— begin Source document —

I agree with your first statement because it is like that with anything. But that wasnt my point. Programming did catch my interest so I bought a book to learn up on how to do it and as I was reading, it never really made any sense as to why they used what they did. 

I personally learn better with hands on than with reading out of a book. That is why I am good with computer repair. I probably could be too on the networking side of things, but there is also a lot of memorization shit that Id have to know. ADD doesnt help things much either. 

Even if I did/do want to learn about C++, I wouldn't know what to ask let alone have you guys here on the forum begin to teach me via a forum.


----------



## [I.R.A]_FBi (Jun 4, 2008)

Kreij said:


> Okay, IRA, if you want to get over your "fear factor" of VS, try it again and post anything that you are not sure of and we will guide you along.



I want to start something basic (like the code example before this) i want to use VC++08Express, what options should i choose starting up?


----------



## Kreij (Jun 4, 2008)

First, my apologies to IRA. Your thread is wandering from us helping you, to maybe helping anyone who wants to code.
I hope you are not disappointed in that as you may have started a thread that helps more new progarmmers than any so far 



CrAsHnBuRnXp said:


> I agree with your first statement because it is like that with anything. But that wasnt my point. Programming did catch my interest so I bought a book to learn up on how to do it and as I was reading, it never really made any sense as to why they used what they did.



This would be similar to buying a book on how to drive a car. If you don't try it, you just don't get it.



> I personally learn better with hands on than with reading out of a book. That is why I am good with computer repair. I probably could be too on the networking side of things, but there is also a lot of memorization shit that Id have to know. ADD doesnt help things much either.



Hands on is everything. Same with programming. You don't have to memorize everything, you just have to remember where to look stuff up.

— end Source document —

#### Jobs:
- 1) Answer these from the forum thread on learning to program:
(a) Which software does I.R.A]_FBi want to use to start something basic?
(b) What does Kreij compare buying a book on programming to?
(c) According to Kreij, what do you need to remember instead of memorizing everything?
- 2) Extend the forum thread on learning to program, picking up right after its final sentence.

— begin Dataset excerpts —

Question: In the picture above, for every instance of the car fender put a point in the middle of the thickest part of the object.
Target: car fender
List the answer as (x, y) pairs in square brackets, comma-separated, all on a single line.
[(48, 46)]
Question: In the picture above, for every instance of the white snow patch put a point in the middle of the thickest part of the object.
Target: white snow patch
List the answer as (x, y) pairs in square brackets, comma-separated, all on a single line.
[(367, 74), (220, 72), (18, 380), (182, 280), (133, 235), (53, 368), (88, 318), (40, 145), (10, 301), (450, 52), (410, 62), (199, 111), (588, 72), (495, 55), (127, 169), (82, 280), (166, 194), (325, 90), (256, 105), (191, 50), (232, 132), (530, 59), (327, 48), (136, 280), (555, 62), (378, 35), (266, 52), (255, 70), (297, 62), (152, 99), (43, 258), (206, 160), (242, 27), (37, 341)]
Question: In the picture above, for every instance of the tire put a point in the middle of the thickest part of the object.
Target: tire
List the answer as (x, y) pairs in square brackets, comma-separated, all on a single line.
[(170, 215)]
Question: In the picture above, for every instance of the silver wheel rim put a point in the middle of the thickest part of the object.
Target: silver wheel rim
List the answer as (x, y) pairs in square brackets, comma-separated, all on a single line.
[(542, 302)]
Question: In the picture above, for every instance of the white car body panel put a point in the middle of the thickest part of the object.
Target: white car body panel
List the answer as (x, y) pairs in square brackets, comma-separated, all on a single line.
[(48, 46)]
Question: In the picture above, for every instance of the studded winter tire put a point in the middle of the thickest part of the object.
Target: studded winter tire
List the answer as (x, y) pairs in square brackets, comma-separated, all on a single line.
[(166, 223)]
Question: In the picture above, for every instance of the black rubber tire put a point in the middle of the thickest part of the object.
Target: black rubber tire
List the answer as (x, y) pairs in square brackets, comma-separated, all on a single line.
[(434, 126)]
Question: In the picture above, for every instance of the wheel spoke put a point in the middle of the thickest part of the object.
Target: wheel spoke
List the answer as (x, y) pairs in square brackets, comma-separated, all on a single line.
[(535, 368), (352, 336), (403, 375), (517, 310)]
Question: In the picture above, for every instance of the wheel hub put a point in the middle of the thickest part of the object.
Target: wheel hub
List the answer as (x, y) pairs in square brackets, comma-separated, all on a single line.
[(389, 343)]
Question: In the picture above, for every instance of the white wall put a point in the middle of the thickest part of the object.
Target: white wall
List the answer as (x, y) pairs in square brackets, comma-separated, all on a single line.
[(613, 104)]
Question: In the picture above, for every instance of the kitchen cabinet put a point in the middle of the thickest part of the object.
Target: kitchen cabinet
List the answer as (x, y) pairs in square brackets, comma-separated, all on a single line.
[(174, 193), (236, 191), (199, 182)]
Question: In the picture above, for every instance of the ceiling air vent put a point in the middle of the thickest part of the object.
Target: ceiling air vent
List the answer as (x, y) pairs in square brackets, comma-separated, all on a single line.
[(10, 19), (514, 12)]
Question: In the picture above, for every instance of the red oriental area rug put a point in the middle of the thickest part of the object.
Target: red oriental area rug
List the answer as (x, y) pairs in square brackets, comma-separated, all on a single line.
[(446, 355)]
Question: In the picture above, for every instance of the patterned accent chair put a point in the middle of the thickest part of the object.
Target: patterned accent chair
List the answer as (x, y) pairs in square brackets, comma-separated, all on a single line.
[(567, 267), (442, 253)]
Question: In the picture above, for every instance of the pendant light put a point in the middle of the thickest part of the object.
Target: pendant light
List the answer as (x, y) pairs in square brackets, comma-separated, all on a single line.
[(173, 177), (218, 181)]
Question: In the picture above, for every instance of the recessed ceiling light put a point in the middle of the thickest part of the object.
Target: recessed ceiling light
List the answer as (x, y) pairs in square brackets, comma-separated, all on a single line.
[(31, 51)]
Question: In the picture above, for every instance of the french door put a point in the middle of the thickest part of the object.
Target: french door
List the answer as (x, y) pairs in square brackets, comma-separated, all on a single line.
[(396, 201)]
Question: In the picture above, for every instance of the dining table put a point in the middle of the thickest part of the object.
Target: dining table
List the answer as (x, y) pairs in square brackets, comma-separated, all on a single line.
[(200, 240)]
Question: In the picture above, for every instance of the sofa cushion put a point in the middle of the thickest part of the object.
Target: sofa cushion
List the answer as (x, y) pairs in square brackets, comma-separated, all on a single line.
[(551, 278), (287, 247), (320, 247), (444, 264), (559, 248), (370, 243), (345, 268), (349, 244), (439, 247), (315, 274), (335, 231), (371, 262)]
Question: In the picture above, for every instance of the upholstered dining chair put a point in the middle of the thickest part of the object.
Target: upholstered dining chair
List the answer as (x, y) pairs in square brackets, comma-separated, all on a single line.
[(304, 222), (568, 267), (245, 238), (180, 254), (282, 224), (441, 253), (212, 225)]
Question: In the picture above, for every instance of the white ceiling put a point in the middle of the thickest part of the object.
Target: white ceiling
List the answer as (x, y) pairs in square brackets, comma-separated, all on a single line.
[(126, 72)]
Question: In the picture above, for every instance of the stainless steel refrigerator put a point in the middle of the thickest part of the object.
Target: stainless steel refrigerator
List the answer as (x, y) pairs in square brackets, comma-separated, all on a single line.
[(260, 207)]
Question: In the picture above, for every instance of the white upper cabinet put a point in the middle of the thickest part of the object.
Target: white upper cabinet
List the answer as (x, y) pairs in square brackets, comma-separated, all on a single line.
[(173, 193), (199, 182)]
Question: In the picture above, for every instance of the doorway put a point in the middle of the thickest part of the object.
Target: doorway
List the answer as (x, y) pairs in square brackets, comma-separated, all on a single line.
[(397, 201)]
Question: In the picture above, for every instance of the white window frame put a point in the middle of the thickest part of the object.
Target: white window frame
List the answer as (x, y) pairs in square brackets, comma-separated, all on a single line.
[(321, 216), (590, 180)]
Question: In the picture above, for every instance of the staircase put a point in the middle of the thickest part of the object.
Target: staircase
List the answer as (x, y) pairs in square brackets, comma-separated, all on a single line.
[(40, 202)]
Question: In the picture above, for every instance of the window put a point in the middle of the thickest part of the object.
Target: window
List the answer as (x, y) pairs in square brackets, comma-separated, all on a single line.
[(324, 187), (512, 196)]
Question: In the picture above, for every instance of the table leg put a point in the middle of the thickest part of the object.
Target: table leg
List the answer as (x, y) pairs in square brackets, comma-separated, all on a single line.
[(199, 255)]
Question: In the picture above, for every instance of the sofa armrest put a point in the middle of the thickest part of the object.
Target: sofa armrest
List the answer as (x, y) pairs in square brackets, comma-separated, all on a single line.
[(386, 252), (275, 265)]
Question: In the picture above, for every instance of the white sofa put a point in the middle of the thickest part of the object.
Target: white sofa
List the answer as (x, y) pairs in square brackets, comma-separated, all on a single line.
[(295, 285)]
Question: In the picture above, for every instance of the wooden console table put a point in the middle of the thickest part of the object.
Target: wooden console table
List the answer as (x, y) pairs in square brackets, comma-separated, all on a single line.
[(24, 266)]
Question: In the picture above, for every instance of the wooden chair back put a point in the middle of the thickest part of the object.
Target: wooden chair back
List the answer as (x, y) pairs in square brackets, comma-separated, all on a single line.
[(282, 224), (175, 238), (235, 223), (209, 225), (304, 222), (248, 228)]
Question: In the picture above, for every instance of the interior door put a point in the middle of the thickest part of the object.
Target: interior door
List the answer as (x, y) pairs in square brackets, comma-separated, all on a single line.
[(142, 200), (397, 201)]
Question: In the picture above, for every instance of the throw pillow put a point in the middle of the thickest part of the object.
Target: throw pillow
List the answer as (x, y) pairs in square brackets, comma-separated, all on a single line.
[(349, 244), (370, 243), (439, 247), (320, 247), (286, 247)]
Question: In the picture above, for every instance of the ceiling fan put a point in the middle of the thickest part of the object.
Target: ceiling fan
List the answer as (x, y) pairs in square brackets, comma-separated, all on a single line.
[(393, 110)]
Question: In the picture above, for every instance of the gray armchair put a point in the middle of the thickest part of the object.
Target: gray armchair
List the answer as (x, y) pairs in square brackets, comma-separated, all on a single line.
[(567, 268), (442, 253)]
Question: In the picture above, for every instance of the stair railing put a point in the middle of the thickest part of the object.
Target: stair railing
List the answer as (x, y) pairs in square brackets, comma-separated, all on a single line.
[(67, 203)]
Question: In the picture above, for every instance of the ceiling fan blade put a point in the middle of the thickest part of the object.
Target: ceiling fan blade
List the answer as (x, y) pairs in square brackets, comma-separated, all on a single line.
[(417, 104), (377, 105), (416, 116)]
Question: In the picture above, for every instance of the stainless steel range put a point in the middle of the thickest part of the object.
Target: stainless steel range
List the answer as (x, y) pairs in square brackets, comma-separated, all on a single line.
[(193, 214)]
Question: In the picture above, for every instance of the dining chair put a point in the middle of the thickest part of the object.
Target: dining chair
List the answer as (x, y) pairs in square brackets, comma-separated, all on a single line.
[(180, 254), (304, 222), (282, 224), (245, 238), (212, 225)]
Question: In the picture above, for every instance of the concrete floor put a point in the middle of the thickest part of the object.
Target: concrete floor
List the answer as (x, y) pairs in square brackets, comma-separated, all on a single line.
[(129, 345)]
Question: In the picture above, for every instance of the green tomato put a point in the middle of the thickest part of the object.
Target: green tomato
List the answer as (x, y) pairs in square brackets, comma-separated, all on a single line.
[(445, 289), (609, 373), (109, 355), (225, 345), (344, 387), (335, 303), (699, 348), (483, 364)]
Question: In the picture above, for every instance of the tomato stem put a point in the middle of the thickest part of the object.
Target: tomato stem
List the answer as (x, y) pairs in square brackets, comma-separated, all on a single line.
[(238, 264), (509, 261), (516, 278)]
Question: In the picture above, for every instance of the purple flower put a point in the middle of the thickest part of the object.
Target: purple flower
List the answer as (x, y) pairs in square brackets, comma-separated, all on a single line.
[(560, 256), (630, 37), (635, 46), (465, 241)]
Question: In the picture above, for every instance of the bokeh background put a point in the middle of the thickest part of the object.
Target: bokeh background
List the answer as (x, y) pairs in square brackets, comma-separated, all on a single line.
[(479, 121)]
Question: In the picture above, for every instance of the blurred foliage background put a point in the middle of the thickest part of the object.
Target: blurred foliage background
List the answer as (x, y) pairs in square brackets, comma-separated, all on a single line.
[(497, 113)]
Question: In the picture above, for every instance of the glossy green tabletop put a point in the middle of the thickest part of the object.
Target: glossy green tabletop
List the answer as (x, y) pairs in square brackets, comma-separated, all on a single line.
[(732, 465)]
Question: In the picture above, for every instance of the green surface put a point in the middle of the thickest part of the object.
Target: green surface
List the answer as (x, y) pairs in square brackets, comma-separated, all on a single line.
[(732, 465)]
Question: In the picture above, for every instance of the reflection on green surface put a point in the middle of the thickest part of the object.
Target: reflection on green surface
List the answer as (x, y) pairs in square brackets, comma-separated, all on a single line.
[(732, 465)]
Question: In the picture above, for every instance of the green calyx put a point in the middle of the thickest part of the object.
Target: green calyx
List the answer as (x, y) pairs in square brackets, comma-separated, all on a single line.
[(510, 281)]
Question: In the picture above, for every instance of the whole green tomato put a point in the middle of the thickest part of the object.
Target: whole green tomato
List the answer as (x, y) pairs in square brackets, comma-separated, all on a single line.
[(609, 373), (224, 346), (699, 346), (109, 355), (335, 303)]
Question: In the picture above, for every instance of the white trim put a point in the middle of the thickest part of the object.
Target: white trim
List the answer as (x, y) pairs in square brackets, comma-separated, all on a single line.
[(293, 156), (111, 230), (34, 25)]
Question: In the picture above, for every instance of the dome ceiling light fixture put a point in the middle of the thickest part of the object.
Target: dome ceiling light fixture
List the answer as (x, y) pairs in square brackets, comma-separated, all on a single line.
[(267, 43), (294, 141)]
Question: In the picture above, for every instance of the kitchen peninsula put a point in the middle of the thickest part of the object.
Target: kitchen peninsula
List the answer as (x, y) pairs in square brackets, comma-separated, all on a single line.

— end Dataset excerpts —

#### Results for the exercise:
- 1)
(a) VC++08Express.
(b) Buying a book on how to drive a car.
(c) Where to look stuff up.

- 2)
> Even if I did/do want to learn about C++, I wouldn't know what to ask let alone have you guys here on the forum begin to teach me via a forum.



You don't have to know what to ask. Just start a thread saying you would like to begin learning. We know what it was like to begin, do not feel intimidated. When I first started programming, all the coders I asked simple questions of were happy to help me. I will always pass that attitude along to anyone who wishes to learn.

If we do not share our knowledge, we have accomplished nothing.


----------



## [I.R.A]_FBi (Jun 4, 2008)

Kreij said:


> First, my apologies to IRA. Your thread is wandering from us helping you, to maybe helping anyone who wants to code.
> I hope you are not disappointed in that as you may have started a thread that helps more new progarmmers than any so far



i dont mind, theyre helpless like me.


----------



## Kreij (Jun 4, 2008)

[I.R.A]_FBi said:


> I want to start something basic (like the code example before this) i want to use VC++08Express, what options should i choose starting up?



What kind of program are you trying to write? That makes a difference on how you start.


----------



## [I.R.A]_FBi (Jun 4, 2008)

i want to  an atm simulation witha login screen


----------



## CrAsHnBuRnXp (Jun 4, 2008)

Kreij said:


> What kind of program are you trying to write? That makes a difference on how you start.



I apologize IRA for hijacking your thread a bit, but it seems you are cool with it. Though, Ill try and keep my comments here brief. 

I wanted to quote Kreij since the whole reason I tried to learn C++ was because I wanted to make my own freeware version of temp monitors. (CPU, GPU, NB, etc)

The whole thing kinda died on me.


----------



## Kreij (Jun 4, 2008)

[I.R.A]_FBi said:


> i want to  an atm simulation witha login screen



I am sorry IRA, I have no idea what you mean.



> I wanted to quote Kreij since the whole reason I tried to learn C++ was because I wanted to make my own freeware version of temp monitors. (CPU, GPU, NB, etc)



That is a great goal, but before you can run you have to learn how to walk.
You must learn the basics to do simple stuff, before you try to tackle how to get in-depth hardware information from your components.

Each of us (including W1zz) started with the basics.

Many people who learn a little about writing game code do the same thing.
They want to go from drawing a square to making Half Life 9.0
It's not going to happen.

Relax, learn and enjoy. 
Programming is fun, but it takes some real effort if you want to really be good.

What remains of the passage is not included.